» Article
# Madebyknock



## Neill (Jun 26, 2013)

Looks like the made by knock grinder is coming together.


__
http://instagr.am/p/fr4FN0Aynu/


----------



## forzajuve (Feb 2, 2011)

Looks like my salt and pepper grinders!


----------



## The Systemic Kid (Nov 23, 2012)

Look forward to hearing more about it - especially after the Comandante's entry to the market which has received mixed reviews.


----------



## Sofmonk (Jul 25, 2013)

A demo on the new lido 2 manual coffee grinder is out. Lots of new adjustments and looks very user friendly too. One to consider as think they should be available through UK sellers?


----------



## coffeechap (Apr 5, 2012)

That new lido looks good


----------



## Neill (Jun 26, 2013)

Lido certainly does look well made. Wonder how consistent it will be at both ends of the grind spectrum? Hopefully good. I'm thinking of picking up a hand grinder for filter/brewed coffee so I can leave my main grinder in the espresso area.


----------



## MarkyP (Jan 10, 2013)

I wonder if they are going to make the same strides in user friendliness with the Pharos... I'd be up for that, for a cheap introduction to Conicals!


----------



## sneakymagic (Apr 1, 2012)

forzajuve said:


> Looks like my salt and pepper grinders!


well with that in mind, and at 10", perhaps I should rename it the Rubirosa (the delicately minded should perhaps not look that up).

P


----------



## garydyke1 (Mar 9, 2011)

Sofmonk said:


> A demo on the new lido 2 manual coffee grinder is out. Lots of new adjustments and looks very user friendly too. One to consider as think they should be available through UK sellers?


Interesting. Like the adjustment not sure about the new handle design. Looks less portable than mk1.

Cant wait to see reports on the all important grind particle- distribution


----------



## Milesy (Mar 8, 2012)

I've been following the knock grinder process for a wee while now and on the list for the first batch.

» Exercise task 1
From the records below, extract every line that contains the word "motorcycle".

» Provided material
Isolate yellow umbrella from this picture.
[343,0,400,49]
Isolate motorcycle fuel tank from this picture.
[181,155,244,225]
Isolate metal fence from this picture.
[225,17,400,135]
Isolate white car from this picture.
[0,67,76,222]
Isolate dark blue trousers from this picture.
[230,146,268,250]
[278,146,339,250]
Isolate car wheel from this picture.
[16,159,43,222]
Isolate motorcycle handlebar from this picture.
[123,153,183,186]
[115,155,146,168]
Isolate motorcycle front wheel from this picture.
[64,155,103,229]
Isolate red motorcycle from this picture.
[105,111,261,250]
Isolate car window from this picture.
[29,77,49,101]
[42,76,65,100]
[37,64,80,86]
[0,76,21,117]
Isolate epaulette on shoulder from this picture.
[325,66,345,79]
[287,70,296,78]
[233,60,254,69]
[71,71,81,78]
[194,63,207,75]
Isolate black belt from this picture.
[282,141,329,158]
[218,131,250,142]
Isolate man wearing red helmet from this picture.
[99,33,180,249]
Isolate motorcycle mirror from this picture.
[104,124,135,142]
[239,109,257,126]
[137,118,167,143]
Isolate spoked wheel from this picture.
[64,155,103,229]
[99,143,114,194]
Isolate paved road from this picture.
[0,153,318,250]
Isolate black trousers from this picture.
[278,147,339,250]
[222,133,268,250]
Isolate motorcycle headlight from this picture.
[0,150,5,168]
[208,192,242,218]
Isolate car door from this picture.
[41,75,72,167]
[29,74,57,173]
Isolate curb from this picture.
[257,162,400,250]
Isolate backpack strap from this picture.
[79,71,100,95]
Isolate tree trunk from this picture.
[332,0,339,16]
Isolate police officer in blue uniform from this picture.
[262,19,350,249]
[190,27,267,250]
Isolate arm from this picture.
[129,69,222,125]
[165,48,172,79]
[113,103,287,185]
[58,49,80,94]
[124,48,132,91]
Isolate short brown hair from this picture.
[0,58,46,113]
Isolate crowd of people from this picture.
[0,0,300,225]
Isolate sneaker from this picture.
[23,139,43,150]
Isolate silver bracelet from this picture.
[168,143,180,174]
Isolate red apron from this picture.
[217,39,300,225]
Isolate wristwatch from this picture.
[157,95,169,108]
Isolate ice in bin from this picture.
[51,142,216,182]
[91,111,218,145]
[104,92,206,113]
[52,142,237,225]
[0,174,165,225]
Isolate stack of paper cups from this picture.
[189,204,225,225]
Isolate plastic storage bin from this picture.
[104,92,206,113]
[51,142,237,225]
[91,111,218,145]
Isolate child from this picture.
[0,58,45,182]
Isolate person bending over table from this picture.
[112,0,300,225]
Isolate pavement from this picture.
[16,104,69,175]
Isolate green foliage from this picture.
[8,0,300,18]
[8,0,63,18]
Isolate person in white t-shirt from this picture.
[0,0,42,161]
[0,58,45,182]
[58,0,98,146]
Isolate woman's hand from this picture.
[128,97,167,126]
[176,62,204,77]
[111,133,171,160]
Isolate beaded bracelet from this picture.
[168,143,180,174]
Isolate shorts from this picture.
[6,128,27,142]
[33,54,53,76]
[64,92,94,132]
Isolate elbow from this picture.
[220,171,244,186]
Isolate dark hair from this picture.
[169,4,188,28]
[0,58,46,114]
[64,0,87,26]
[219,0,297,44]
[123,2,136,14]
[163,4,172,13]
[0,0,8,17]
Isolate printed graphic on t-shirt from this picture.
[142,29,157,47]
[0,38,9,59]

» Exercise task 2
In the grinder thread above, which usernames have a 2012 date beside them?

» Right answer 1
Isolate motorcycle fuel tank from this picture.
Isolate motorcycle handlebar from this picture.
Isolate motorcycle front wheel from this picture.
Isolate red motorcycle from this picture.
Isolate motorcycle mirror from this picture.
Isolate motorcycle headlight from this picture.

» Right answer 2
The Systemic Kid, coffeechap, sneakymagic, Milesy